## START
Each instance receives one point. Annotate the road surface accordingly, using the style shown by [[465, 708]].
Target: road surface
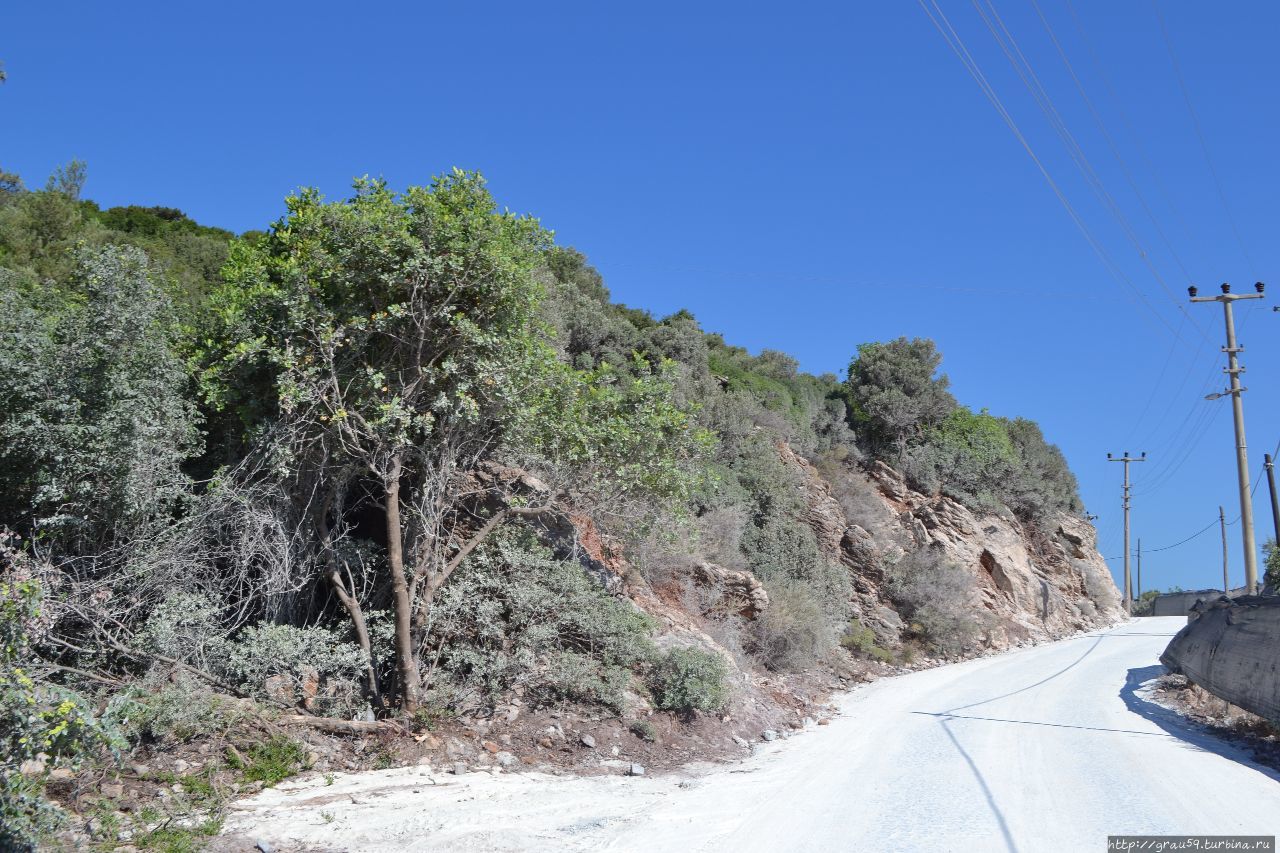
[[1046, 748]]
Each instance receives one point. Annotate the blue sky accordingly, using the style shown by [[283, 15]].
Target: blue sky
[[803, 177]]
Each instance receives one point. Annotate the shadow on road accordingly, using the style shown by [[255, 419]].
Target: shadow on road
[[1174, 724]]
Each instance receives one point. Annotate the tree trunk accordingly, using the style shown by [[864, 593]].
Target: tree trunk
[[403, 606]]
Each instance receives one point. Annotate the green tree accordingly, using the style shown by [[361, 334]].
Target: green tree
[[96, 411], [391, 345], [896, 393]]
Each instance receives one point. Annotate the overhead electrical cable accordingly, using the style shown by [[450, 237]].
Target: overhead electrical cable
[[1200, 135], [1198, 533], [1025, 72], [1111, 144], [1124, 118], [949, 33]]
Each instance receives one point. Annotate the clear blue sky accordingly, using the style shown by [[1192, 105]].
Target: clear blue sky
[[801, 177]]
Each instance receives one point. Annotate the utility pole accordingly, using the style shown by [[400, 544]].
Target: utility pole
[[1221, 523], [1139, 568], [1275, 506], [1128, 584], [1242, 455]]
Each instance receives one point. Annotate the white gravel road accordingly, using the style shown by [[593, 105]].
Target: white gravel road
[[1047, 748]]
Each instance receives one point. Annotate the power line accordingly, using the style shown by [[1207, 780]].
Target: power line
[[958, 46], [1198, 533], [1111, 144], [1027, 73], [1200, 135]]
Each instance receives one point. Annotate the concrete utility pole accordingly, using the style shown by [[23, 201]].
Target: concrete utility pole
[[1128, 584], [1221, 523], [1242, 456], [1139, 569], [1275, 506]]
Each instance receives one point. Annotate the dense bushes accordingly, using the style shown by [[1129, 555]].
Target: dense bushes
[[938, 601], [286, 460], [515, 616], [689, 679], [41, 724], [796, 630]]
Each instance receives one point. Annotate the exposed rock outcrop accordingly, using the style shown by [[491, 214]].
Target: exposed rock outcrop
[[1034, 583]]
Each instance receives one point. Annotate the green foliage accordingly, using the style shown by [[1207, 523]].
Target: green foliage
[[263, 651], [688, 679], [513, 615], [172, 711], [895, 392], [169, 838], [644, 730], [40, 723], [617, 437], [96, 420], [862, 641], [272, 761], [380, 322]]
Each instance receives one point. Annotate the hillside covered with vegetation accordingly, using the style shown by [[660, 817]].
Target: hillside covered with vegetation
[[346, 466]]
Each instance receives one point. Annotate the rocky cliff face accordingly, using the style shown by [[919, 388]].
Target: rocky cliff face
[[1033, 583]]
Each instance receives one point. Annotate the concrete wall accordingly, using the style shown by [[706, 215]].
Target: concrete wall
[[1233, 651], [1180, 603]]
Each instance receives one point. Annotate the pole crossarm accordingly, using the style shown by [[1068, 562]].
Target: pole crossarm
[[1128, 583], [1242, 456]]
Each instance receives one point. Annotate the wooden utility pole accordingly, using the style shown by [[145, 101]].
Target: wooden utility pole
[[1242, 455], [1128, 583], [1221, 523]]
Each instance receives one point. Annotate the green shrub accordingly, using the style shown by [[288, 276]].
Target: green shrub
[[513, 615], [644, 730], [1272, 565], [272, 761], [172, 712], [40, 721], [860, 639], [689, 679], [263, 651]]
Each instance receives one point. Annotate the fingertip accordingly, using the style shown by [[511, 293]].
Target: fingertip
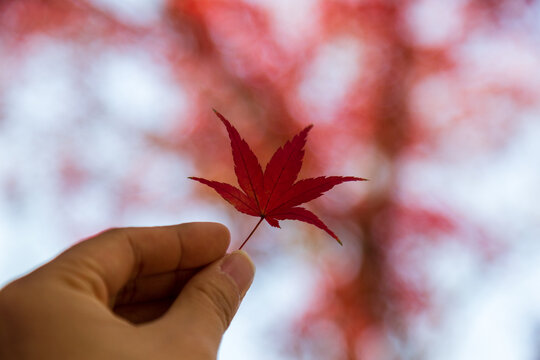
[[240, 268]]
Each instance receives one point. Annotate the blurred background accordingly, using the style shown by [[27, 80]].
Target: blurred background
[[105, 110]]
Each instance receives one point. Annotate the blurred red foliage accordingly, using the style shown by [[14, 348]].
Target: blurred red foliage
[[237, 57]]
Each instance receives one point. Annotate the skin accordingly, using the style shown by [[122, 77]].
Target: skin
[[131, 293]]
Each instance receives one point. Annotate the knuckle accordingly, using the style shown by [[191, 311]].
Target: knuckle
[[223, 299]]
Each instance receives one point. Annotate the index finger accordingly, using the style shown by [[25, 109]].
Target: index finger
[[115, 256]]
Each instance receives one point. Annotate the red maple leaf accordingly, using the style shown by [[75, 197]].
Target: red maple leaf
[[273, 194]]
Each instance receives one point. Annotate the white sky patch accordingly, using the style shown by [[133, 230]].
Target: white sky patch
[[41, 89], [138, 12], [491, 59], [336, 66], [282, 289], [498, 316], [137, 90], [435, 22]]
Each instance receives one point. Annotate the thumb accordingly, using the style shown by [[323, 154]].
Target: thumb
[[208, 302]]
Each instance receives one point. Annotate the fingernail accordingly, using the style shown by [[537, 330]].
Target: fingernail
[[240, 268]]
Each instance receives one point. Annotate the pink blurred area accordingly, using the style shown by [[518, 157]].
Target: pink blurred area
[[106, 109]]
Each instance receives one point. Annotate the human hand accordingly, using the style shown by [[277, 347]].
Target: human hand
[[132, 293]]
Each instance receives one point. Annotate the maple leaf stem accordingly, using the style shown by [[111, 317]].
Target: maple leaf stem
[[251, 233]]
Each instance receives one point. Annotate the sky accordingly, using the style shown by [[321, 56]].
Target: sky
[[491, 310]]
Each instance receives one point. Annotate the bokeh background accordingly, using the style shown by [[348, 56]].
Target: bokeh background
[[105, 110]]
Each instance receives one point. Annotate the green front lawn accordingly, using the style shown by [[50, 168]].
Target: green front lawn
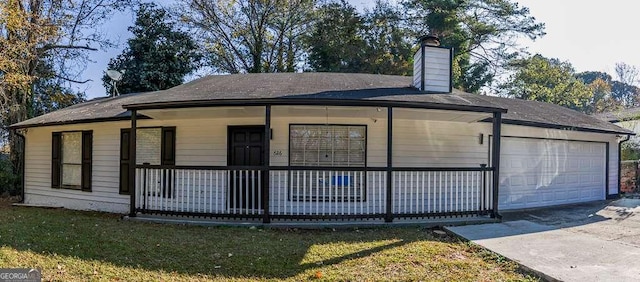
[[71, 245]]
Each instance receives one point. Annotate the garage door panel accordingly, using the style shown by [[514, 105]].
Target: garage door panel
[[541, 172]]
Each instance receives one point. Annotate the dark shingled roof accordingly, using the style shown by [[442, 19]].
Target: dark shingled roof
[[280, 87], [620, 115]]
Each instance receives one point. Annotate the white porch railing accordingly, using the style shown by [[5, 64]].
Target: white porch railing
[[312, 193]]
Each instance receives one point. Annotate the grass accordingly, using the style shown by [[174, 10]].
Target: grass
[[72, 246]]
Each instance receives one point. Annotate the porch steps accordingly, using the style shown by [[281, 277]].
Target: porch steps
[[426, 223]]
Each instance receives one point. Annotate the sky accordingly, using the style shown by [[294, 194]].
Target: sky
[[591, 35]]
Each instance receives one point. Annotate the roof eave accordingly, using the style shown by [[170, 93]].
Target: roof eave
[[311, 102], [561, 127], [79, 121]]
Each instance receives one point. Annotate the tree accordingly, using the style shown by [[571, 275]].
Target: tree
[[157, 57], [547, 80], [627, 73], [49, 94], [34, 32], [250, 35], [335, 42], [603, 100], [624, 95], [483, 34]]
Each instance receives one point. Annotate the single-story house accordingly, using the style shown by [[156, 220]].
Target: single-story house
[[630, 119], [319, 146]]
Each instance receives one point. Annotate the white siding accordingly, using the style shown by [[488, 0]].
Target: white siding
[[437, 69], [204, 142], [439, 143]]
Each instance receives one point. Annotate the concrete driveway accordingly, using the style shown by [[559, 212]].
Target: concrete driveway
[[598, 241]]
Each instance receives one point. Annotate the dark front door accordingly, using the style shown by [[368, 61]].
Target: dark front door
[[246, 148]]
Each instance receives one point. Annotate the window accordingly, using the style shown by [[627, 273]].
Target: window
[[148, 146], [327, 146], [71, 159], [154, 146]]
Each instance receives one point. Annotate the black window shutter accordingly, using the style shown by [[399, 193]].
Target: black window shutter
[[56, 159], [87, 157], [168, 153], [124, 161], [168, 157]]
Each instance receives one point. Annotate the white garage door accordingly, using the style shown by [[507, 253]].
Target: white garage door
[[543, 172]]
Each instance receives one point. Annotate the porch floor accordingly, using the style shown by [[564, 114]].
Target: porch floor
[[426, 223]]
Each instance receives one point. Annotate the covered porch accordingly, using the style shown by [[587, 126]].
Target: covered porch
[[328, 161]]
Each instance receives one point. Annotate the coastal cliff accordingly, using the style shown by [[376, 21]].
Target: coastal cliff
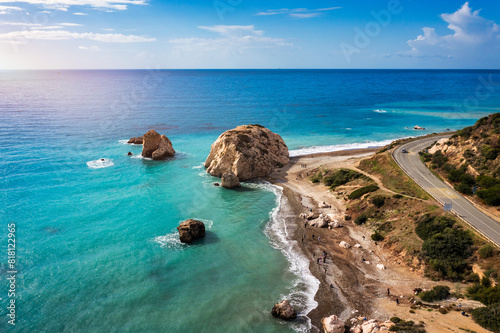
[[249, 151]]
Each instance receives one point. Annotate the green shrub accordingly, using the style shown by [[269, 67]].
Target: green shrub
[[376, 236], [488, 317], [486, 251], [486, 282], [341, 177], [362, 191], [485, 295], [437, 293], [464, 188], [360, 219], [428, 226], [438, 159], [487, 181], [450, 245], [491, 196], [316, 178], [489, 153], [378, 201]]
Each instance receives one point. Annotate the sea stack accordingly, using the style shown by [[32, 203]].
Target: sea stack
[[156, 146], [284, 310], [190, 230], [229, 180], [249, 151]]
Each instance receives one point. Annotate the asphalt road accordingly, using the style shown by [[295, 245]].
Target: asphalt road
[[411, 163]]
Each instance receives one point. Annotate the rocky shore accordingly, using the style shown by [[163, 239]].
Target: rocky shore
[[354, 279]]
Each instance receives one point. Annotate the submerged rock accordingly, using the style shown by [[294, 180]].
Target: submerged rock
[[284, 310], [190, 230], [249, 151], [229, 180], [136, 140], [345, 245], [333, 324], [156, 146]]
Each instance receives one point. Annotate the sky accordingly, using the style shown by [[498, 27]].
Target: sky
[[209, 34]]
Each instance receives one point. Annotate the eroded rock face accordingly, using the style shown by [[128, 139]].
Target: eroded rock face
[[156, 146], [190, 230], [333, 324], [284, 310], [229, 180], [249, 151], [136, 140]]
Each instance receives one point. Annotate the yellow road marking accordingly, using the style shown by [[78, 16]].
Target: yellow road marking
[[440, 192]]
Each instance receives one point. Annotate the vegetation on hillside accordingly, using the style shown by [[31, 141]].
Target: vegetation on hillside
[[470, 160]]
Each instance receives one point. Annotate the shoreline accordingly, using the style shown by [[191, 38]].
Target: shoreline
[[355, 283], [329, 300]]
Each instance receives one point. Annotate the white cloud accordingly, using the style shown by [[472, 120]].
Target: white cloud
[[63, 5], [89, 48], [231, 30], [233, 40], [47, 27], [24, 36], [20, 24], [470, 32], [7, 9], [70, 24], [300, 13]]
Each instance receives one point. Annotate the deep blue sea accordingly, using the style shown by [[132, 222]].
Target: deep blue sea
[[96, 244]]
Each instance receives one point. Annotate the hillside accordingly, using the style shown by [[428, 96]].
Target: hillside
[[470, 160]]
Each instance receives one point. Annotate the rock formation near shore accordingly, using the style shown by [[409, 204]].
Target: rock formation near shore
[[136, 140], [333, 324], [190, 230], [249, 151], [229, 180], [157, 146], [284, 310]]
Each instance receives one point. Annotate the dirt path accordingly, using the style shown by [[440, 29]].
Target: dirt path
[[352, 284]]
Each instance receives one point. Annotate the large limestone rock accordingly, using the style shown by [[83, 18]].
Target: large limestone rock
[[190, 230], [333, 324], [136, 140], [229, 180], [249, 151], [284, 311], [156, 146]]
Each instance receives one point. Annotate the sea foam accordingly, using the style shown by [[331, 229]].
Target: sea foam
[[332, 148], [305, 285], [100, 163]]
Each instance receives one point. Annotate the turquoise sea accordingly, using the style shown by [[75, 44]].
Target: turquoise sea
[[97, 248]]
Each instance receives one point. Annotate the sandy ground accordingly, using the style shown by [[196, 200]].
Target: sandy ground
[[351, 287]]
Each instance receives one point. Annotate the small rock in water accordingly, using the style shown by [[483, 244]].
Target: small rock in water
[[190, 230], [284, 310], [229, 180], [333, 324]]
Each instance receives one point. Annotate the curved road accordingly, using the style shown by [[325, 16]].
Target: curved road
[[411, 163]]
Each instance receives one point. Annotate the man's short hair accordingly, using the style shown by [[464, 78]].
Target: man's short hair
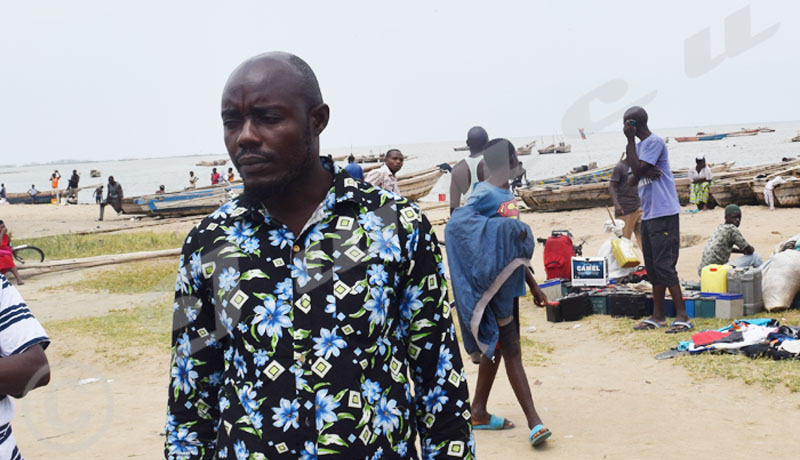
[[497, 153]]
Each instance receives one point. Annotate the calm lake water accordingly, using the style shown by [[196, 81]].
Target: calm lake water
[[143, 176]]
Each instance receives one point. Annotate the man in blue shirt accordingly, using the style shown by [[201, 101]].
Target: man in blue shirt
[[649, 162], [353, 168]]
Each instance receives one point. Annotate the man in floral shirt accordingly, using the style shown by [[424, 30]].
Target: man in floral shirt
[[311, 314]]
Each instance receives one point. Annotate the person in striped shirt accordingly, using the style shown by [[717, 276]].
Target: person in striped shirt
[[23, 363]]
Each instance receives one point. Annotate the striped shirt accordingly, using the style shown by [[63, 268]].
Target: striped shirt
[[19, 330]]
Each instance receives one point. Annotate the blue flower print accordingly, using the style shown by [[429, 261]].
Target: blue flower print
[[238, 232], [240, 449], [183, 443], [371, 390], [377, 275], [387, 415], [445, 361], [309, 452], [328, 343], [370, 221], [300, 271], [435, 399], [272, 317], [228, 278], [286, 414], [239, 364], [377, 305], [386, 244], [281, 237], [183, 375], [325, 406], [283, 289]]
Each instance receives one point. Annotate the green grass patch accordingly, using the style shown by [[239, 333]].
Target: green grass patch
[[70, 246], [128, 278], [120, 334], [763, 371]]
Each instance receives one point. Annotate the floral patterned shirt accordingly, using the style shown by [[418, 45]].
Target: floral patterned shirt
[[336, 343]]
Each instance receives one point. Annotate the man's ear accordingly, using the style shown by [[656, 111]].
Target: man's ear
[[319, 116]]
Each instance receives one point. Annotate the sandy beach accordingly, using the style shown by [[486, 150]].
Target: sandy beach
[[602, 396]]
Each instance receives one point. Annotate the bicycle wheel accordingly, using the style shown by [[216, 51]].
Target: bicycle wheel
[[27, 252]]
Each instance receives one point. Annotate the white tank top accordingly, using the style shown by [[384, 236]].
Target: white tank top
[[472, 164]]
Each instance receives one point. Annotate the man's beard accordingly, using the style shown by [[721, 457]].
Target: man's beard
[[257, 193]]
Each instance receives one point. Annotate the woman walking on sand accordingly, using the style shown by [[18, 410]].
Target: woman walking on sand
[[7, 255]]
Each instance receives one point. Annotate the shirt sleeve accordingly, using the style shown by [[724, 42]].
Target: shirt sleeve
[[19, 329], [441, 395], [650, 150], [196, 362]]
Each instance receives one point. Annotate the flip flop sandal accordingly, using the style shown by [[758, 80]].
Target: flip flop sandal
[[679, 326], [647, 325], [538, 436]]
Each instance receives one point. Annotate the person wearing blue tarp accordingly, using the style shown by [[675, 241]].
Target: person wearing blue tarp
[[489, 258]]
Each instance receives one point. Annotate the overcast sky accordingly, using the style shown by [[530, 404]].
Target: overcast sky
[[99, 80]]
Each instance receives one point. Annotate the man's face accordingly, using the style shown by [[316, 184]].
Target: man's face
[[266, 126], [394, 161]]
## END
▸ **Set problem**:
Include both ends. Return the line holding "Each instance receives one point. Annotate the flip" and all lines after it in the records above, exactly as written.

▸ **Output of the exercise**:
Each instance receives one point. Annotate the flip flop sandal accordingly, using the style shown by [[758, 80]].
Target: flip flop sandal
[[679, 326], [647, 325], [538, 436]]
Each instance receives one point. Annotate the person wearing blue tarp accordingly, using the style shown by [[675, 241]].
Target: person wearing blue tarp
[[489, 258]]
Each instance receives one point. Annotate the overcast sky accordingly, using the style shown by [[530, 404]].
Target: overcast sky
[[99, 80]]
Each instance receives one point. Annotate the man's face accordingly, using the style shown by [[316, 184]].
Target: man's face
[[266, 126], [394, 161]]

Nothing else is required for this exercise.